__WHAT YOU HAVE TO DO__. Copy every one of the rows below word for word, without changing anything.
-*-*-
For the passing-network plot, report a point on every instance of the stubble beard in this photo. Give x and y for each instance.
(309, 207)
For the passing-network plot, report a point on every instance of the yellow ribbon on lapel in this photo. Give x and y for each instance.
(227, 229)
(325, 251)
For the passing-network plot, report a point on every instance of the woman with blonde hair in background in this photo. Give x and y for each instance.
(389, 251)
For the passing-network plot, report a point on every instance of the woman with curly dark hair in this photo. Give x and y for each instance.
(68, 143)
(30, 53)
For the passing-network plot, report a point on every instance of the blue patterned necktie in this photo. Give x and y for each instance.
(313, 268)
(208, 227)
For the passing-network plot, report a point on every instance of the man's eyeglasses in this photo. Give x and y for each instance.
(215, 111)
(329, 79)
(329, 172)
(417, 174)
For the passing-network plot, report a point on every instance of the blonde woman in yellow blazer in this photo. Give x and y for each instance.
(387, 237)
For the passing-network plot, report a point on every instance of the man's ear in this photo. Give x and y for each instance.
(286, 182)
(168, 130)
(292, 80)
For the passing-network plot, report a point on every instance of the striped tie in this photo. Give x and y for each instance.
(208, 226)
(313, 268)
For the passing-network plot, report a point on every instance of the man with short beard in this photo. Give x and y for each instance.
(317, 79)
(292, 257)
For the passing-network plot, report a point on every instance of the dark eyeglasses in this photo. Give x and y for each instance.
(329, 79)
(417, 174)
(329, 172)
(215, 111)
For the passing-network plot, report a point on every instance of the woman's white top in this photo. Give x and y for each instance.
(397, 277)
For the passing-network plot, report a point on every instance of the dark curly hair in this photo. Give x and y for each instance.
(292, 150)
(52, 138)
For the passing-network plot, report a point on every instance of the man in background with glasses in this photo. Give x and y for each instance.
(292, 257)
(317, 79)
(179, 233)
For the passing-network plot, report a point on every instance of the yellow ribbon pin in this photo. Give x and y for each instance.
-*-*-
__SOLUTION TO THIS TASK__.
For the passing-network plot, report a point on every instance of the stubble beard in this photo. Give x and y for each instance.
(309, 207)
For the passing-network plot, report a point on every instance of the yellow ribbon on lapel in this photo. Give x and y for each instance.
(227, 229)
(325, 251)
For the passing-network plot, report a point on every instance of the woman with blonde hair in background in this photo. Give x and y for each instance.
(389, 251)
For the passing-network plot, report a point on every instance of the woman with curly dark hair in this photo. Give x and y for each instance.
(68, 143)
(30, 53)
For the passing-network plot, report a point on every instance of the blue patterned necktie in this photo. Give x and y for each instance.
(313, 268)
(208, 227)
For the passing-network plot, report a point on every instance of the man's eyeglasses in this photo. Give x and y for each instance.
(215, 111)
(329, 79)
(329, 172)
(417, 174)
For the passing-network plot, report a point on every instance of the blonde woman in yellow blazer in this photo. Give x and y for each instance.
(387, 237)
For the passing-network plot, report a point on every instance of the man's ear in this photo. Give x and y for each instance.
(286, 182)
(168, 130)
(292, 80)
For the passing-network plot, report a point on every instance of the striped tie in this photo. Give x and y for each instance.
(208, 226)
(313, 268)
For the passing-network plot, report a point on every instance of the man with short beard in this photo. Give x and y for each instance.
(317, 79)
(292, 257)
For the passing-network plot, report a point on every instance of the dark eyeglasses in this photo. Give x and y for each instance.
(329, 79)
(417, 174)
(329, 172)
(215, 111)
For the passing-network plot, report a point on every instance of the woman's white top in this photo. Give x and y for each instance.
(397, 277)
For the passing-network plot, report a point on every instance of the dark curly hair in this photo. Give x and y for each instance.
(292, 150)
(52, 138)
For the passing-network plot, report a point on every instance of the man in background with glasses in this photo. Give x and y for each instance.
(292, 257)
(317, 79)
(179, 233)
For the passing-network plot, report a point on every instance of the yellow ribbon pin in this photo. Give x and y for each instance.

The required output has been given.